:: DATASET ::
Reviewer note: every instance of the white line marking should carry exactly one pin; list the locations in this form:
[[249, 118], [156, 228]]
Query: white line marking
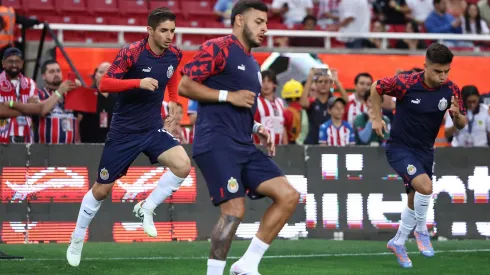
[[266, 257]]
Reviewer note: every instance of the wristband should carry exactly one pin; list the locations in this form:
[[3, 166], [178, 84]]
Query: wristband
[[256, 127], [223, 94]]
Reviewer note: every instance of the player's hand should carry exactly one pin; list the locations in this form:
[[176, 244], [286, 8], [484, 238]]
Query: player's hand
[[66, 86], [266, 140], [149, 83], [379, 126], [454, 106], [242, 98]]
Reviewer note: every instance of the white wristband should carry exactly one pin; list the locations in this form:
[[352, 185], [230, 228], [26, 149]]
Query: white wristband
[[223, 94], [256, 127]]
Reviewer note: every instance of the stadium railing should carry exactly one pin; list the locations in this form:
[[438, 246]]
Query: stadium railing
:::
:: DATASET ::
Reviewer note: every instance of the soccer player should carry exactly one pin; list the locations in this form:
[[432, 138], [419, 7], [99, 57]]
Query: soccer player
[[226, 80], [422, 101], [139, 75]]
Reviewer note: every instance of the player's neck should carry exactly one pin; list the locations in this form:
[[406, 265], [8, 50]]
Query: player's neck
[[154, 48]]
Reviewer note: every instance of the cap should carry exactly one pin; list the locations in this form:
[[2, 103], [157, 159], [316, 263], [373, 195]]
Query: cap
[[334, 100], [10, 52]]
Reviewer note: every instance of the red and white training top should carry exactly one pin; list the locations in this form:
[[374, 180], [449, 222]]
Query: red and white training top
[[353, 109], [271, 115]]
:::
[TASK DETAILS] For the lines above, output exactly those from the line containing "[[176, 244], [286, 8], [484, 238]]" through the line containing "Query: stadium railing", and skip the others.

[WORKED SOLUTION]
[[176, 244], [286, 8], [484, 238]]
Query: player's hand
[[66, 86], [266, 140], [149, 83], [379, 126], [454, 106], [242, 98]]
Reviewer note: every instance of the white wristband should carry exactly one pin; list the locations in this form:
[[352, 185], [230, 228], [26, 149]]
Query: white wristband
[[223, 94], [256, 127]]
Reviewer note: every instance of the stadium railing should carry exactly one pin; list the locations in this form:
[[438, 246]]
Query: stadium railing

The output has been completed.